• _YOUR INSTRUCTIONS_:
Collect every line of the material below that contains the string "cloud", matching case exactly.

:: GIVEN RECORDS

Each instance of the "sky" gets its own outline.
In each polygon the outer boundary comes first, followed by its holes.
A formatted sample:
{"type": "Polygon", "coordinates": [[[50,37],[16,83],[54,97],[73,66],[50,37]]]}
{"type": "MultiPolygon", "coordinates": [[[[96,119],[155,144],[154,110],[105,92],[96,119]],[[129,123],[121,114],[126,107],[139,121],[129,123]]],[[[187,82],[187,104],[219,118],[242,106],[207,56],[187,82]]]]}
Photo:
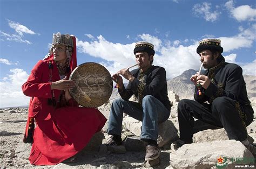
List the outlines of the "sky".
{"type": "Polygon", "coordinates": [[[135,43],[154,45],[167,79],[198,70],[198,41],[219,38],[227,62],[256,75],[255,0],[0,0],[0,108],[28,105],[21,86],[53,33],[77,38],[78,65],[112,74],[135,63],[135,43]]]}

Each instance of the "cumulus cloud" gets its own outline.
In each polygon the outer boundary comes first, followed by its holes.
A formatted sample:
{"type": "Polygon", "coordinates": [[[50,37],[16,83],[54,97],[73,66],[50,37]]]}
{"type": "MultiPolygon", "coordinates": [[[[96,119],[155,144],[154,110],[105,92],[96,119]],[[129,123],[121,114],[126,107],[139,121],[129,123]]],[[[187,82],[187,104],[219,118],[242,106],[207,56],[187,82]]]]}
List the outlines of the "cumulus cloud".
{"type": "Polygon", "coordinates": [[[95,40],[95,38],[91,34],[85,34],[84,35],[87,37],[88,38],[89,38],[91,40],[95,40]]]}
{"type": "MultiPolygon", "coordinates": [[[[15,30],[16,33],[10,34],[0,31],[0,36],[4,37],[7,40],[15,41],[19,43],[24,43],[31,45],[32,43],[28,40],[24,40],[24,34],[35,34],[33,31],[29,29],[26,26],[21,25],[18,23],[6,19],[9,26],[15,30]]],[[[37,33],[40,35],[39,33],[37,33]]]]}
{"type": "Polygon", "coordinates": [[[8,24],[12,29],[15,30],[15,31],[18,33],[21,36],[23,36],[23,33],[28,33],[30,34],[35,34],[33,31],[30,30],[26,26],[20,24],[18,23],[15,23],[14,21],[7,20],[8,21],[8,24]]]}
{"type": "Polygon", "coordinates": [[[221,12],[217,10],[212,11],[211,6],[211,3],[207,2],[204,2],[201,4],[196,4],[192,10],[196,16],[202,16],[206,21],[213,22],[218,19],[221,12]]]}
{"type": "MultiPolygon", "coordinates": [[[[242,32],[234,37],[219,37],[219,38],[222,40],[224,51],[231,51],[240,47],[248,47],[250,44],[252,45],[252,40],[245,36],[246,30],[244,29],[242,32]],[[233,43],[234,41],[236,43],[233,43]]],[[[101,35],[97,38],[97,40],[91,42],[78,40],[77,45],[78,51],[104,59],[105,61],[100,64],[103,65],[111,74],[117,72],[122,68],[127,68],[135,62],[135,58],[133,53],[135,43],[130,44],[113,43],[105,39],[101,35]]],[[[166,70],[168,79],[179,75],[188,69],[195,70],[199,69],[200,58],[196,52],[198,41],[190,40],[189,40],[191,42],[190,44],[185,45],[185,41],[188,42],[188,39],[176,40],[173,41],[162,41],[158,37],[149,34],[138,35],[138,40],[147,41],[155,46],[154,49],[156,52],[154,56],[153,65],[164,67],[166,70]],[[172,46],[170,44],[172,44],[172,46]]],[[[237,63],[235,61],[237,58],[235,54],[231,54],[225,58],[227,61],[237,63]]],[[[237,64],[241,64],[241,63],[237,64]]],[[[247,66],[251,65],[251,64],[244,65],[247,66]]],[[[247,69],[253,68],[250,66],[247,67],[247,69]]],[[[250,71],[245,71],[245,72],[252,74],[252,73],[250,73],[250,71]]]]}
{"type": "Polygon", "coordinates": [[[256,24],[245,29],[240,27],[241,31],[238,34],[231,37],[219,37],[225,52],[230,52],[240,48],[251,47],[256,38],[256,24]]]}
{"type": "Polygon", "coordinates": [[[239,22],[256,20],[256,9],[249,5],[241,5],[235,8],[233,0],[227,2],[225,6],[230,11],[231,16],[239,22]]]}
{"type": "Polygon", "coordinates": [[[13,63],[12,62],[9,61],[8,60],[3,58],[0,58],[0,63],[8,65],[17,65],[18,64],[18,62],[16,62],[16,63],[13,63]]]}
{"type": "Polygon", "coordinates": [[[28,105],[29,97],[21,89],[29,75],[22,69],[10,70],[10,74],[0,81],[0,107],[28,105]]]}

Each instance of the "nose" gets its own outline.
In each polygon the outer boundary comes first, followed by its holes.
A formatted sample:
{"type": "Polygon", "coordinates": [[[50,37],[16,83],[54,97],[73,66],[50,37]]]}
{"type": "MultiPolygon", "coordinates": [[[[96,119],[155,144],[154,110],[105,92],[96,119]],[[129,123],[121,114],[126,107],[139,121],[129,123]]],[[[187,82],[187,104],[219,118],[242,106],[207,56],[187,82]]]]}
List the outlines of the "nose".
{"type": "Polygon", "coordinates": [[[201,56],[200,58],[200,61],[204,61],[204,57],[203,56],[201,56]]]}

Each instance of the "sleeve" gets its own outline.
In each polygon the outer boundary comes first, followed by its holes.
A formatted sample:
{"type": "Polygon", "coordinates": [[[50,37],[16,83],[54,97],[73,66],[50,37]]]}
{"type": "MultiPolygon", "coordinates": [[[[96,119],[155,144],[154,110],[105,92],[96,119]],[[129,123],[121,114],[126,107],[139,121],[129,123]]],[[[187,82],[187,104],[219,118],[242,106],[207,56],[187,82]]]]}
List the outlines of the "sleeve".
{"type": "Polygon", "coordinates": [[[218,97],[226,96],[233,100],[237,100],[239,95],[242,80],[242,69],[240,67],[235,68],[228,73],[225,89],[221,86],[218,86],[211,82],[209,87],[205,90],[205,94],[214,99],[218,97]]]}
{"type": "MultiPolygon", "coordinates": [[[[137,80],[136,78],[135,78],[133,80],[133,81],[136,80],[137,80]]],[[[135,93],[135,92],[133,92],[133,90],[131,89],[131,83],[130,82],[128,83],[128,85],[126,87],[126,88],[124,87],[124,86],[123,87],[123,90],[120,91],[119,89],[118,89],[118,93],[120,94],[120,96],[121,96],[122,98],[123,98],[124,100],[128,100],[129,98],[133,95],[133,94],[135,93]]]]}
{"type": "Polygon", "coordinates": [[[51,82],[41,82],[44,72],[43,66],[44,63],[42,61],[38,61],[32,69],[26,82],[22,85],[22,91],[26,96],[51,98],[51,82]]]}
{"type": "MultiPolygon", "coordinates": [[[[138,86],[143,82],[139,81],[138,79],[136,80],[135,82],[133,81],[132,83],[132,88],[136,88],[136,90],[137,90],[138,86]]],[[[166,83],[166,72],[164,68],[160,67],[157,70],[154,75],[153,75],[152,80],[150,83],[145,84],[143,93],[143,96],[149,95],[153,96],[156,96],[162,90],[166,83]]]]}
{"type": "Polygon", "coordinates": [[[199,102],[200,103],[203,103],[204,102],[206,102],[208,100],[208,97],[204,94],[205,89],[201,87],[200,88],[202,94],[201,95],[199,95],[197,94],[197,88],[196,87],[194,88],[194,100],[199,102]]]}

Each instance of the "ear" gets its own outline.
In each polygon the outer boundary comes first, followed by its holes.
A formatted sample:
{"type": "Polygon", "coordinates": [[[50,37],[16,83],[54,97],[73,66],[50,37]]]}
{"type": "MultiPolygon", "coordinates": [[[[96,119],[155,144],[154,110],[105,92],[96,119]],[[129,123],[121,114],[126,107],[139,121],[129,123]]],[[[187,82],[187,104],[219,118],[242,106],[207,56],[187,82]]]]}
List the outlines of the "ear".
{"type": "Polygon", "coordinates": [[[218,58],[218,57],[219,57],[219,52],[216,52],[216,53],[215,53],[214,54],[213,54],[213,58],[214,58],[215,59],[217,59],[218,58]]]}
{"type": "Polygon", "coordinates": [[[153,59],[154,59],[154,56],[152,55],[150,55],[150,61],[152,61],[153,59]]]}

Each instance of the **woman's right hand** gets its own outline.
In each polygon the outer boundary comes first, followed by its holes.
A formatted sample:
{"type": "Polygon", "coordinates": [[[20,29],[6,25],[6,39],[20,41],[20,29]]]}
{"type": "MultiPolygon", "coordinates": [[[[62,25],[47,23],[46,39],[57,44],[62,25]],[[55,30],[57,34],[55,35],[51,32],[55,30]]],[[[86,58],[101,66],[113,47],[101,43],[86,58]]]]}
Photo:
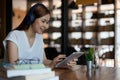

::::

• _REPLY TO THE EXERCISE_:
Each instance of the "cumulus cloud" gets its own outline.
List the outlines of the "cumulus cloud".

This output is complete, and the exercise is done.